*GOAL*. Rewrite the data below with every "lemon" switched to "pear" and nothing else changed. Leave out the pictures.

--- BEGIN ---

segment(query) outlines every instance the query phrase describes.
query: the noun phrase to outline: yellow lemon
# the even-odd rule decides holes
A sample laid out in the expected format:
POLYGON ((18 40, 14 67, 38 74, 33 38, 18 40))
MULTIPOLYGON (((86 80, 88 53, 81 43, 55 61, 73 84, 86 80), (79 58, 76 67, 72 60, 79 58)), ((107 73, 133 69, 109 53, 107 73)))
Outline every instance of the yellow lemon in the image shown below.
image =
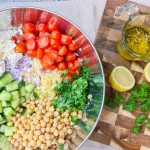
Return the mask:
POLYGON ((109 83, 116 91, 125 92, 134 87, 135 79, 130 70, 123 66, 117 66, 109 76, 109 83))
POLYGON ((150 82, 150 62, 144 67, 144 77, 148 82, 150 82))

--- END ---

*ANSWER TO THE TASK*.
segment(query) outlines every instance the query phrase describes.
query: the noun phrase to outline: yellow pear
# the even-odd rule decides holes
A sample laid out in the expected format:
POLYGON ((18 40, 14 67, 38 74, 33 38, 18 40))
MULTIPOLYGON (((86 80, 88 53, 81 43, 55 61, 73 84, 86 80), (79 58, 76 67, 72 60, 79 58)), ((107 73, 133 69, 109 53, 107 73)))
Outline every instance of the yellow pear in the image shown below.
image =
Return the mask:
POLYGON ((109 83, 116 91, 125 92, 134 87, 135 79, 130 70, 123 66, 117 66, 109 76, 109 83))
POLYGON ((150 82, 150 62, 144 67, 144 77, 148 82, 150 82))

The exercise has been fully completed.